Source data
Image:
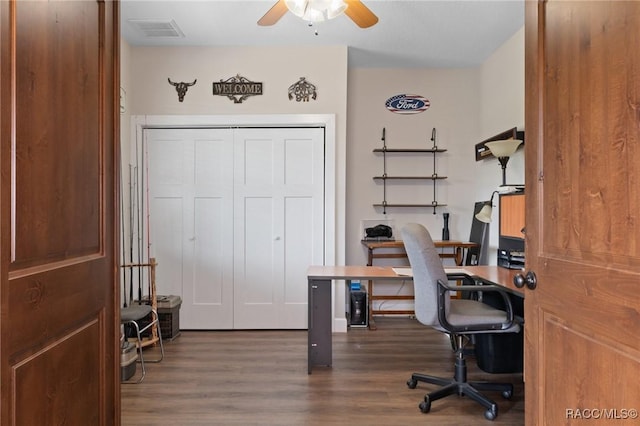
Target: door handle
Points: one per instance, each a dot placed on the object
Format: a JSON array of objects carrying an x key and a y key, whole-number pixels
[{"x": 529, "y": 279}]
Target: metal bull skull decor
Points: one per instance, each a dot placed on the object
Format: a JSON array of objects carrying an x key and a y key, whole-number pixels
[{"x": 181, "y": 88}]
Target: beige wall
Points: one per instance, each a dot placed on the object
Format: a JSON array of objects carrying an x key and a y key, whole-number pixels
[
  {"x": 454, "y": 95},
  {"x": 502, "y": 99},
  {"x": 467, "y": 106}
]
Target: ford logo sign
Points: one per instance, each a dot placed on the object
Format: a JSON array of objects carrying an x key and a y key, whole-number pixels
[{"x": 407, "y": 104}]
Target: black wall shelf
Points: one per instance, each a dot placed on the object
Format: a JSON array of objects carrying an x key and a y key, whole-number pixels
[{"x": 384, "y": 177}]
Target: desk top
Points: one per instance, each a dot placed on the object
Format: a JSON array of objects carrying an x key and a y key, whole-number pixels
[
  {"x": 371, "y": 244},
  {"x": 355, "y": 272},
  {"x": 491, "y": 274},
  {"x": 497, "y": 275}
]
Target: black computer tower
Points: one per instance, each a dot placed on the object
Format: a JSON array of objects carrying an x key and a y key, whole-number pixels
[{"x": 359, "y": 309}]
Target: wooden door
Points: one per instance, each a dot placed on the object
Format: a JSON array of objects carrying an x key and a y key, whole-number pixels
[
  {"x": 191, "y": 221},
  {"x": 59, "y": 357},
  {"x": 582, "y": 322},
  {"x": 278, "y": 225}
]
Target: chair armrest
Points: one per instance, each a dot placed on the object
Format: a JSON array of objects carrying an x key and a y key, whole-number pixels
[{"x": 443, "y": 291}]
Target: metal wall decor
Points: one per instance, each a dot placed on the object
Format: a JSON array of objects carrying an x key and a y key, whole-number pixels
[
  {"x": 182, "y": 88},
  {"x": 407, "y": 104},
  {"x": 237, "y": 88},
  {"x": 302, "y": 90}
]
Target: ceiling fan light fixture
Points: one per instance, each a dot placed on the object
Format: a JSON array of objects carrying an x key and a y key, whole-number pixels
[
  {"x": 336, "y": 8},
  {"x": 316, "y": 10},
  {"x": 297, "y": 7}
]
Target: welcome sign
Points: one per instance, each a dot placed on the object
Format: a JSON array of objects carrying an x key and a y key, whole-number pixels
[
  {"x": 237, "y": 88},
  {"x": 407, "y": 104}
]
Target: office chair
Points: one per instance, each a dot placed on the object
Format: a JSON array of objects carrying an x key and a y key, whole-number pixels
[
  {"x": 137, "y": 316},
  {"x": 460, "y": 318}
]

§ **WHAT NEEDS TO BE DONE**
Print every entry exactly as written, without the pictures.

§ **EXERCISE SOLUTION**
Image:
Target: door handle
Points: one per instance, each a dot placed on the object
Format: a JSON array of objects carrying an x key and a y key, whole-number pixels
[{"x": 529, "y": 279}]
Target: metal bull skull decor
Points: one per instance, each a dot placed on the object
Format: a JSON array of objects carrying an x key and a y key, whole-number pixels
[{"x": 181, "y": 88}]
Target: beige wall
Points: one per instance, each a dot placed on the object
Format: a JSON array of objects carrying an x key and a y key, whole-number pixels
[
  {"x": 454, "y": 95},
  {"x": 502, "y": 99},
  {"x": 467, "y": 106}
]
Target: ford logo sign
Points: one per instance, each a dot placed on the object
Format: a JSON array of objects carrying an x key and a y key, whole-number pixels
[{"x": 407, "y": 104}]
Target: black wall shelf
Points: one per instance, each a dot placed on the object
Format: a JSON array of objects carrying an x key and a y key, whole-number pixels
[{"x": 384, "y": 177}]
Target: desk top
Points: one per instance, each a dot placed on the object
Format: a JSON array of objects carrying an x key and a y key, whole-number pixels
[
  {"x": 371, "y": 244},
  {"x": 355, "y": 272},
  {"x": 491, "y": 274},
  {"x": 497, "y": 275}
]
Target: black computer tower
Points: one per instance, each a dot placed on the object
Format: a JSON array of objects carrying an x key and a y key, whole-number pixels
[{"x": 359, "y": 309}]
Target: wooden door
Points: one per instance, each a dot placed on the object
Format: a JSON array of objects carrying an x key and a y key, whole-number pixels
[
  {"x": 191, "y": 221},
  {"x": 59, "y": 357},
  {"x": 582, "y": 322},
  {"x": 278, "y": 225}
]
Target: chair armrest
Points: one per instance, each a dot placed on the object
Format: a JSON array of objects carrying an x key and a y key, whole-number pixels
[{"x": 443, "y": 291}]
Target: metal wall decor
Points: one per instance, each a dot placed on the object
Format: a JSON array of objects carrying an x key and a y key, whole-number pixels
[
  {"x": 182, "y": 88},
  {"x": 407, "y": 104},
  {"x": 237, "y": 88},
  {"x": 302, "y": 90}
]
Target: ceiling fan light fixture
Points: one per instance, each a dot placed on the object
Format: a JSON array of objects carrying an x key and a y key, whole-number pixels
[
  {"x": 336, "y": 8},
  {"x": 316, "y": 10},
  {"x": 297, "y": 7}
]
Target: welcome sign
Points: one per instance, each a dot placed on the object
Format: a JSON array of objects carrying an x key and a y key, whole-number pixels
[
  {"x": 237, "y": 88},
  {"x": 407, "y": 104}
]
Target: office chair
Points: one per instance, each a dot placed on the object
Format: a JSON array of objects carrying an x key and a y key, whole-number pixels
[
  {"x": 137, "y": 316},
  {"x": 460, "y": 318}
]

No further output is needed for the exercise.